Please quote the passage about Ronson and Adria Richards word for word, from "Now I can’t" to "happened to her.".

▸ Selected extract

____

So lets go with the pretty blonde, because, book sales!
Thus on Sunday, I engaged Ronson about Justine Sacco. He was a tad defensive.
Also and in a twinkling, Ronson opted for radio silence. My radar? Twitching right along.
Now I can’t know for sure since the normally effusively chatty Ronson suddenly turned more quiet than a boat load of corporate American, off-shore accounts; but could it be Ronson, aiming for fast sales – decided to paint the lanky blonde woman whose Tweet history revealed her nature, because she was a more telegenic (Read: worthy) tragic figure, than the black, Adria Richards, whose life was threatened after her, “I’ve had enough moment.”
I mean ultimately, it is about book, sales.
Never-the-less, Ronson’s choices made my radar twitch as Adria didn’t deserve any of the nasty stuff that happened to her.
And then Adria Richards checked in
Adria Richards – it seems was now having trouble from Ronson.
Currently, it seems Adria has had more luck with fact-checkers than with Ronson himself. That certainly fit my very brief radar twitching exchanges with him.

____

▸ Data records
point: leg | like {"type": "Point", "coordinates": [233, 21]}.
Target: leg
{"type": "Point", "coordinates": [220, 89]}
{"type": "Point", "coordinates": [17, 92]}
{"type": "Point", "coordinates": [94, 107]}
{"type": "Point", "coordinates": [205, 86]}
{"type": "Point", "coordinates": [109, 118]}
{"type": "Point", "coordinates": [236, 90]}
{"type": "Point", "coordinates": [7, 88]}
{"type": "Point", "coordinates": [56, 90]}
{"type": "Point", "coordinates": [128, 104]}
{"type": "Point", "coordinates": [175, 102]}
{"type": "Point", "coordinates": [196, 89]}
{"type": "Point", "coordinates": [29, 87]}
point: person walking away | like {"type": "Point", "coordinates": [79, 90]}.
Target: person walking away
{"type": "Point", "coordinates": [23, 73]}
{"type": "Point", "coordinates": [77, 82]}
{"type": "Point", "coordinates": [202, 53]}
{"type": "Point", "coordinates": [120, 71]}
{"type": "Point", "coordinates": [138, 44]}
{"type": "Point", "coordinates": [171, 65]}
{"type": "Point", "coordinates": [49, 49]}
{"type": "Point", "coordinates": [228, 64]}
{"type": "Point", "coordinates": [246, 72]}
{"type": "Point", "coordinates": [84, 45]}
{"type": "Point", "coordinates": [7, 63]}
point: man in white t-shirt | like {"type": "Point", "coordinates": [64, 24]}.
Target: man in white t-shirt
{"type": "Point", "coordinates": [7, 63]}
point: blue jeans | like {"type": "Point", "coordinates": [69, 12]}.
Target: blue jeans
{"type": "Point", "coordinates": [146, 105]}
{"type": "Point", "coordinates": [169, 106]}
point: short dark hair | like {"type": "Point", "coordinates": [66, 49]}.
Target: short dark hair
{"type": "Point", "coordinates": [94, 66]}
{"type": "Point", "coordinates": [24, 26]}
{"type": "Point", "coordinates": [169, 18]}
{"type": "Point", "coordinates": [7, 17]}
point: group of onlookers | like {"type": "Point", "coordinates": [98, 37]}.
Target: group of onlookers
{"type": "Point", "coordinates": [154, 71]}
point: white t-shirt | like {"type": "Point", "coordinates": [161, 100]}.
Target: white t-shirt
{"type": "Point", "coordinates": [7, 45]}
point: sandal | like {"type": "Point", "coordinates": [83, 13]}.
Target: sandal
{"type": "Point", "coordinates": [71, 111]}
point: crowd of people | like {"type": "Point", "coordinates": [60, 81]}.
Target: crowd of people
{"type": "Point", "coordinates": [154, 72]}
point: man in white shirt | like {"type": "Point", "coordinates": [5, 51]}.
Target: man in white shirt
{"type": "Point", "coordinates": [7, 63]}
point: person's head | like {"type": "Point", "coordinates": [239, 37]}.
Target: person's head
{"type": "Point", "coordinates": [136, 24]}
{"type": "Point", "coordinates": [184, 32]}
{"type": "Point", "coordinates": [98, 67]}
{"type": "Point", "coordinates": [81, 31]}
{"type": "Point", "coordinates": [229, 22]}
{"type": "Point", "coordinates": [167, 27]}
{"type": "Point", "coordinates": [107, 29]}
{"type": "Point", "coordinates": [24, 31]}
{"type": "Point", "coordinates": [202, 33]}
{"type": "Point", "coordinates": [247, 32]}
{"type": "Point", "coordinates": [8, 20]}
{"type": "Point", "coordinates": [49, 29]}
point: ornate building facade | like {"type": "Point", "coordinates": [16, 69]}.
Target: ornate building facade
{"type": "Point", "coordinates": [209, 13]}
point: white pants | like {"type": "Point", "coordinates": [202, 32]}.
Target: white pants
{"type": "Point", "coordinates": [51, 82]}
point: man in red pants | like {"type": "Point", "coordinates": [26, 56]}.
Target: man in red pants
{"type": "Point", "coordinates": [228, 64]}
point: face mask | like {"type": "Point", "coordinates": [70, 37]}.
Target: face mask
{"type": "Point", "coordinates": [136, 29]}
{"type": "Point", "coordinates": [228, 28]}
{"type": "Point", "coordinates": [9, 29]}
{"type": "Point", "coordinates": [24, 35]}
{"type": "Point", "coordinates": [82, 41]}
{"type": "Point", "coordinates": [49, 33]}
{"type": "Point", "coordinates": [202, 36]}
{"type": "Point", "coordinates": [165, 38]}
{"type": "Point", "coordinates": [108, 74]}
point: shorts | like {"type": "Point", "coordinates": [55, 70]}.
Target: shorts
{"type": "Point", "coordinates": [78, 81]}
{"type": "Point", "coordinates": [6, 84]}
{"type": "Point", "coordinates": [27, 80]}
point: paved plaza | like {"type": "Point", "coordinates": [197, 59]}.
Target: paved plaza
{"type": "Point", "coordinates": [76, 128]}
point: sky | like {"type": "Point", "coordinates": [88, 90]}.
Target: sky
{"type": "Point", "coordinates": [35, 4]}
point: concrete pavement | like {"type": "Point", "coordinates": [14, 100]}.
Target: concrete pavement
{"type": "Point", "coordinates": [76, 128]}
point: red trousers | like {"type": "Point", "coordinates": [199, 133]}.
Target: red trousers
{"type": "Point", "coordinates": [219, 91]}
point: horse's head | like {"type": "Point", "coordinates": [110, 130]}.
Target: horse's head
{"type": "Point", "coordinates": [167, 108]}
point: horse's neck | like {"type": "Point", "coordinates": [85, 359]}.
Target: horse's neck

____

▸ Task output
Now I can’t know for sure since the normally effusively chatty Ronson suddenly turned more quiet than a boat load of corporate American, off-shore accounts; but could it be Ronson, aiming for fast sales – decided to paint the lanky blonde woman whose Tweet history revealed her nature, because she was a more telegenic (Read: worthy) tragic figure, than the black, Adria Richards, whose life was threatened after her, “I’ve had enough moment.”
I mean ultimately, it is about book, sales.
Never-the-less, Ronson’s choices made my radar twitch as Adria didn’t deserve any of the nasty stuff that happened to her.